● WORK ITEM
Would you please restate all of the data exactly?

(Saved data entries)
- - -

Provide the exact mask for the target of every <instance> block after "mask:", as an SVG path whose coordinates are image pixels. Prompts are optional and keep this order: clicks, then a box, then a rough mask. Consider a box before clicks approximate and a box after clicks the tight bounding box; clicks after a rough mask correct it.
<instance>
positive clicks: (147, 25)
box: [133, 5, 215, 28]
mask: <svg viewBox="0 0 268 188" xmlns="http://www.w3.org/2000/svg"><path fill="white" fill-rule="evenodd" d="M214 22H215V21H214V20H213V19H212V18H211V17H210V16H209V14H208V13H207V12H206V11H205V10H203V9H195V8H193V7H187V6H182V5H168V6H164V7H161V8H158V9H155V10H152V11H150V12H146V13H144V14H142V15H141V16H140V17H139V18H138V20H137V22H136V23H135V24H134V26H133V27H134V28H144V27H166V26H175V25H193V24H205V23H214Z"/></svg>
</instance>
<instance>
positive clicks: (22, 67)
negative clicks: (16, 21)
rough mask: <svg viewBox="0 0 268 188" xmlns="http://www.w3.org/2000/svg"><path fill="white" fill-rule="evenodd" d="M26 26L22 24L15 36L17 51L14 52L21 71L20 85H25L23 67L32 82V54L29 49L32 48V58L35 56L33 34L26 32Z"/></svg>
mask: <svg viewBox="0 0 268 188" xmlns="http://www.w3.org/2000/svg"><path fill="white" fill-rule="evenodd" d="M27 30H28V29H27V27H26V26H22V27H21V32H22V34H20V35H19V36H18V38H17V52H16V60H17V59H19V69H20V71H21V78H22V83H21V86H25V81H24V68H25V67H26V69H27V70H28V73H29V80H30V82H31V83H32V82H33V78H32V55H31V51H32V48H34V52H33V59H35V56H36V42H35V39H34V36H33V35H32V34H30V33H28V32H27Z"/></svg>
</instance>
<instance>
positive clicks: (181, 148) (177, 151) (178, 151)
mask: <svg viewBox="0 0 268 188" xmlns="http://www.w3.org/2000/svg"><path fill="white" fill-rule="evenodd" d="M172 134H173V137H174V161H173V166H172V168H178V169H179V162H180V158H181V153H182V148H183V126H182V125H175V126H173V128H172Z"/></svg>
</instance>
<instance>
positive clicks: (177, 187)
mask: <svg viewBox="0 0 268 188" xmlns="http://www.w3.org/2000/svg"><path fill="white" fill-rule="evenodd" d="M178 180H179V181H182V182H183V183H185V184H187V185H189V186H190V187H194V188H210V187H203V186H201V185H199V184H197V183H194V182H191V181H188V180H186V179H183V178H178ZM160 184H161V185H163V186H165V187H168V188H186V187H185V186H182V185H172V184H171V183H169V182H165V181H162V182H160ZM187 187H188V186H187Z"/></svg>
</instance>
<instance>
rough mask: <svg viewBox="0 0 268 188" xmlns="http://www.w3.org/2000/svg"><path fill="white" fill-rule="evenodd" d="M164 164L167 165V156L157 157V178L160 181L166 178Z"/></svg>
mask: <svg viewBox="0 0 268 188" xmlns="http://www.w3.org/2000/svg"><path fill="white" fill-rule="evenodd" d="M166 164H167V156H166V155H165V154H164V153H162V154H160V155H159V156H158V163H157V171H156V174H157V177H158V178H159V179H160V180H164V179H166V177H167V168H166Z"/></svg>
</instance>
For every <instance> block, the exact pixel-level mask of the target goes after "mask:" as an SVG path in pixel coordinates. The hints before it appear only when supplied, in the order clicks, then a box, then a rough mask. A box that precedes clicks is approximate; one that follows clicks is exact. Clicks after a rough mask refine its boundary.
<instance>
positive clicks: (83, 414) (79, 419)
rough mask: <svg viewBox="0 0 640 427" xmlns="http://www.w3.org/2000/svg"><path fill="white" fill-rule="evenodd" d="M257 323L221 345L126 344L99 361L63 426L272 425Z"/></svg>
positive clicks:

- - -

● TASK RESULT
Provide the exact mask for the target of every <instance> block after "mask:", as an SVG path whose coordinates are image pixels. Prompts are optional and keep this order: clicks, then a box, then a rough mask. Consider a box before clicks approximate and a box after clicks the tight bounding box; clicks after a rough mask correct it.
<instance>
positive clicks: (147, 25)
box: [133, 5, 215, 28]
mask: <svg viewBox="0 0 268 188" xmlns="http://www.w3.org/2000/svg"><path fill="white" fill-rule="evenodd" d="M214 22H215V21H214V20H213V19H212V18H211V17H210V16H209V14H208V13H207V12H206V11H205V10H203V9H195V8H193V7H187V6H182V5H168V6H164V7H161V8H158V9H155V10H152V11H150V12H146V13H144V14H142V15H141V16H140V17H139V18H138V20H137V22H136V23H135V24H134V26H133V27H134V28H144V27H166V26H175V25H193V24H205V23H214Z"/></svg>
</instance>
<instance>
positive clicks: (22, 67)
negative clicks: (16, 21)
rough mask: <svg viewBox="0 0 268 188" xmlns="http://www.w3.org/2000/svg"><path fill="white" fill-rule="evenodd" d="M26 26L22 24L15 36L17 51L14 52L21 71L20 85H25L23 67L32 82V54L29 49L32 48V58L35 56L33 34L26 32Z"/></svg>
mask: <svg viewBox="0 0 268 188" xmlns="http://www.w3.org/2000/svg"><path fill="white" fill-rule="evenodd" d="M27 30H28V29H27V27H26V26H22V27H21V32H22V34H20V35H19V36H18V38H17V52H16V60H17V59H19V69H20V71H21V78H22V83H21V86H25V81H24V68H25V67H26V69H27V70H28V73H29V80H30V82H31V83H32V82H33V78H32V55H31V51H32V48H34V52H33V59H35V56H36V42H35V39H34V36H33V35H32V34H30V33H28V32H27Z"/></svg>
</instance>
<instance>
positive clicks: (181, 148) (177, 151) (178, 151)
mask: <svg viewBox="0 0 268 188" xmlns="http://www.w3.org/2000/svg"><path fill="white" fill-rule="evenodd" d="M172 134H173V137H174V161H173V166H172V168H178V169H179V162H180V158H181V153H182V148H183V126H182V125H175V126H173V128H172Z"/></svg>
</instance>
<instance>
positive clicks: (177, 187)
mask: <svg viewBox="0 0 268 188" xmlns="http://www.w3.org/2000/svg"><path fill="white" fill-rule="evenodd" d="M178 180H179V181H182V182H183V183H185V184H187V185H189V186H190V187H194V188H210V187H203V186H201V185H199V184H197V183H194V182H191V181H188V180H186V179H183V178H178ZM160 184H161V185H163V186H165V187H168V188H186V187H185V186H182V185H172V184H171V183H169V182H165V181H162V182H160ZM187 187H188V186H187Z"/></svg>
</instance>
<instance>
rough mask: <svg viewBox="0 0 268 188" xmlns="http://www.w3.org/2000/svg"><path fill="white" fill-rule="evenodd" d="M164 164L167 165V156L157 157V178L160 181L166 178Z"/></svg>
mask: <svg viewBox="0 0 268 188" xmlns="http://www.w3.org/2000/svg"><path fill="white" fill-rule="evenodd" d="M166 164H167V156H166V155H165V154H164V153H162V154H160V155H159V156H158V163H157V171H156V174H157V177H158V178H159V179H160V180H164V179H166V177H167V168H166Z"/></svg>
</instance>
For every <instance> block, the exact pixel-level mask of the target goes after "mask:" as an SVG path in pixel coordinates. The hints before it appear only when supplied, in the order clicks, then a box, then a rough mask. A box that precedes clicks is approximate; one that follows clicks is exact. Clicks after a rough mask refine its boundary.
<instance>
positive clicks: (83, 414) (79, 419)
rough mask: <svg viewBox="0 0 640 427" xmlns="http://www.w3.org/2000/svg"><path fill="white" fill-rule="evenodd" d="M257 323L221 345L126 344L99 361L63 426L272 425Z"/></svg>
positive clicks:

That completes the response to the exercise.